***** Extract provided
Integrating Dynamic Force Spectroscopy and Surface Plasmon Resonance to Define the Energy Landscape for Integrin:Ligand Binding

Abstract

Background: Blood clots, aggregates of platelets trapped in a mesh of fibrin fibers, can impede normal blood flow, causing heart attacks and strokes. Therapeutic interventions use drugs with Arg-Gly-Asp (RGD) sequences to disrupt interactions between platelet αIIbβ3 integrins and the fibrin network's subunits. Determination of the αIIbβ3-ligand energy landscape will elucidate the successes and limitations of integrin antagonists.Objectives: Integrating surface plasmon resonance (SPR) and dynamic force spectroscopy (DFS), we studied the energetics of αIIbβ3: ligand interactions. We focused on cHArGD, a cyclic peptide structurally similar to eptifibatide, a cardiovascular disease drug, as well as to fibrinogen's KQAGDV integrin-recognition sequence.Methods: DFS determined single bond rupture forces, the dissociation constant koff, and the rupture distance x-1 for αIIbβ3: cHArGD interactions. SPR determined the kinetic and thermodynamic parameters for αIIbβ3: cHArGD binding.Results: DFS performed at three different pulling rates (14000, 42000, and 70000) pN/s) yielded rupture forces of 77, 86 and 88 pN; Bell model analysis yielded a dissociation constant, koff ∼ 0.03 sec−1 and rupture distance x-1∼ 0.6 nm. Excess cHArGD in solution dramatically reduced the rupture forces, confirming specificity. SPR yielded kon ∼ 7000 L/mol-sec and koff ∼ 0.01 sec−1 at 25 °C. SPR equilibrium and transition state thermodynamic data, obtained at 15 - 37 °C, show that αIIbβ3:cHArGD interactions must overcome an entropy-unfavorable activation energy barrier (ΔGao‡ 12 kcal/mol) before gaining a favorable ΔH and ΔS for binding (ΔG° - 8 kcal/mol).Conclusions: SPR and DFS gave comparable dissociation rates for αIIbβ3:cHArGD interactions and a critical rupture distance that agrees with the dimensions of the complementary electrostatic contacts shared by all integrin:RGD complexes. Our energy landscape adds a nanoscale to the mechanisms that regulate αIIbβ3's interactions with pharmacological and physiological ligands.
**********
In the abstract on integrin binding, what rupture distance did the Bell model analysis yield?
***** Data to examine
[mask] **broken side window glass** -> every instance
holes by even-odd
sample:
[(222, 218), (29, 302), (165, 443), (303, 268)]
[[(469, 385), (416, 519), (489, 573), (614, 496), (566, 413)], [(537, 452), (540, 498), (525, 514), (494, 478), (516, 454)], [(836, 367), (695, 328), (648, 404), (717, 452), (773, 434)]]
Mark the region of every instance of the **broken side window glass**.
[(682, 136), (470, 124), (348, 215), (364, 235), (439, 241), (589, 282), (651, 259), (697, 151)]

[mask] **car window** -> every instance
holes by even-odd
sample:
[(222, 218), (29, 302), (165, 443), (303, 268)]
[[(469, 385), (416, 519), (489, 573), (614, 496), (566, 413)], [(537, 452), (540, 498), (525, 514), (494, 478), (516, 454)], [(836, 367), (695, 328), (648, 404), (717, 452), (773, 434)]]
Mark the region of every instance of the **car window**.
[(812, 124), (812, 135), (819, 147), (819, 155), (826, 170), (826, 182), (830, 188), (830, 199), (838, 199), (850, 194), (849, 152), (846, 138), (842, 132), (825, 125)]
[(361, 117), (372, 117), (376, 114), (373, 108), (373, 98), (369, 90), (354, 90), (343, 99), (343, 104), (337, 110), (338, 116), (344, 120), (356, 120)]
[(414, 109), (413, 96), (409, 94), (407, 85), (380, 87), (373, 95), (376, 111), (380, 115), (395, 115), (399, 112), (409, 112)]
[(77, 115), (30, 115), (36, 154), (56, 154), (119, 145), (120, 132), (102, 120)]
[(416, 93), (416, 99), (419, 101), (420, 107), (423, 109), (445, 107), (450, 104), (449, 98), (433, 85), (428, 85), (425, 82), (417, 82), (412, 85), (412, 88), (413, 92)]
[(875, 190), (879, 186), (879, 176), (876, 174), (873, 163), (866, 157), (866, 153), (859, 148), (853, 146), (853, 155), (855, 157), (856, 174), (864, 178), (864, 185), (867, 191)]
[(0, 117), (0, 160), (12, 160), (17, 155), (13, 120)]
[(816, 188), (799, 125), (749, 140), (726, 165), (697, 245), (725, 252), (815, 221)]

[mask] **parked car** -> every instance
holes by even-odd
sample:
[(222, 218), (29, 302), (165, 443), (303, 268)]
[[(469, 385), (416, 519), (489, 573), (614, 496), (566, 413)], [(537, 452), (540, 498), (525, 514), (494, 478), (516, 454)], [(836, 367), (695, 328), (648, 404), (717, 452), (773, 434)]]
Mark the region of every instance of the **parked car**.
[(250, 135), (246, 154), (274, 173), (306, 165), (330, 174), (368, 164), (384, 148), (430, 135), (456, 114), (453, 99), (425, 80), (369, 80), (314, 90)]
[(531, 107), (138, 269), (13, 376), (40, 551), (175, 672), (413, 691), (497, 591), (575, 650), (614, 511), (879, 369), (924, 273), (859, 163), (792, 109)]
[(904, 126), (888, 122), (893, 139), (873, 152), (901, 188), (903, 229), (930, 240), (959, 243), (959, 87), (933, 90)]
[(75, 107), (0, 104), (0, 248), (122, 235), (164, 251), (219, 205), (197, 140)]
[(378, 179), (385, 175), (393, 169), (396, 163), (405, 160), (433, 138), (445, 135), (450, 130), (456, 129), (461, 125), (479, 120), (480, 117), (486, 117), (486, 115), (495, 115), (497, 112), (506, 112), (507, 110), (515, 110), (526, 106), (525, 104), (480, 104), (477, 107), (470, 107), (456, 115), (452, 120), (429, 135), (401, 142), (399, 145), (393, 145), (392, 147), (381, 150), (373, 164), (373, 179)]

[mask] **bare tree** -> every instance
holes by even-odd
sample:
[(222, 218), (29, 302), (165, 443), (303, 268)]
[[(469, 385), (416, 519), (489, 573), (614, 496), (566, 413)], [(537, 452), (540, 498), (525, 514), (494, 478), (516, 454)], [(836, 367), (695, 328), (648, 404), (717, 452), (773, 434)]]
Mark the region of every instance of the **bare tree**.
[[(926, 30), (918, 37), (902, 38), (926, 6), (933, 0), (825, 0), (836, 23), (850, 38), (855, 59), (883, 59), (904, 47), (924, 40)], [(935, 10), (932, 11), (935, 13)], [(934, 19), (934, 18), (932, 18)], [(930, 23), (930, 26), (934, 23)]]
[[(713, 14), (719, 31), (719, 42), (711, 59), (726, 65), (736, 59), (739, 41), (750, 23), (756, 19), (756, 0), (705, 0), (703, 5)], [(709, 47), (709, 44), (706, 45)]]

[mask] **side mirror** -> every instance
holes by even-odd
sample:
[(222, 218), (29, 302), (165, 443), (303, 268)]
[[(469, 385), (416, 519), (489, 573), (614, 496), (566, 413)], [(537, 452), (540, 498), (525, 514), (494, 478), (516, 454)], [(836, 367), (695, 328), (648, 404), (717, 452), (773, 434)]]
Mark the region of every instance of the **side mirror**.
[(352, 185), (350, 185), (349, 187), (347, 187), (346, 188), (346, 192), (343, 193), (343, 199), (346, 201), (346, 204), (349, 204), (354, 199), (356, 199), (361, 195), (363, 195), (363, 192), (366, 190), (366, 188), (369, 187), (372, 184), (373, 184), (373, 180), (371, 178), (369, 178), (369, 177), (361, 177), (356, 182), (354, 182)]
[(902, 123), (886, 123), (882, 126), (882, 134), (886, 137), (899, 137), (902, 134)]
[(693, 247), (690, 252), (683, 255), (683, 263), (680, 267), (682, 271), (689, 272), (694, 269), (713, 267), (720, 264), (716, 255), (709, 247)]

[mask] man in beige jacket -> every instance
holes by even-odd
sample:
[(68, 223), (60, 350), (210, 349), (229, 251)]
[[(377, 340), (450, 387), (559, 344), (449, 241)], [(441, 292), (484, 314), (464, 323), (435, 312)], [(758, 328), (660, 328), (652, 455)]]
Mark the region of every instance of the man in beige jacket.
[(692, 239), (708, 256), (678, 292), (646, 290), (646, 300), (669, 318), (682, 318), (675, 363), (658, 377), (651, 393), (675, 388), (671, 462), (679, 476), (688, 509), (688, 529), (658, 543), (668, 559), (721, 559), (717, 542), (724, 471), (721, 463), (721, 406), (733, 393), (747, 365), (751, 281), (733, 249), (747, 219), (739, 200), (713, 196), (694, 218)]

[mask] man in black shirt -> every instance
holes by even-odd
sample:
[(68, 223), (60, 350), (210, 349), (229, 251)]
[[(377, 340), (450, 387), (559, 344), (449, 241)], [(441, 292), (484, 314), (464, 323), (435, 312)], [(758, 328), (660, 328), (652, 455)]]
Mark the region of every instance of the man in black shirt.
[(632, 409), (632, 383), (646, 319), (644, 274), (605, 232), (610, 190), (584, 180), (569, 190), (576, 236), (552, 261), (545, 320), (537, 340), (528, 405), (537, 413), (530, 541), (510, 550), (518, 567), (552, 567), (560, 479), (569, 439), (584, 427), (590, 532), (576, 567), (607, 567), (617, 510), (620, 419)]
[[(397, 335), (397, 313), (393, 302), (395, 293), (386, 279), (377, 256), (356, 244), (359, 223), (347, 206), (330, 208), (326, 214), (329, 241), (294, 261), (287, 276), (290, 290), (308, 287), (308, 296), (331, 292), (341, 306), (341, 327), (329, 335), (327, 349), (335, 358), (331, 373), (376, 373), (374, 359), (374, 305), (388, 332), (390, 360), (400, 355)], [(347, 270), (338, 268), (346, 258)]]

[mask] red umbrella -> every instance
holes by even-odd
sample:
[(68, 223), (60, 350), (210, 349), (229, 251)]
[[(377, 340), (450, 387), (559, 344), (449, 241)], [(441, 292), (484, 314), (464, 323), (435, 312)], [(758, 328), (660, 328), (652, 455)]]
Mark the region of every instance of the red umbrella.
**********
=== Exercise solution ===
About 0.6 nm.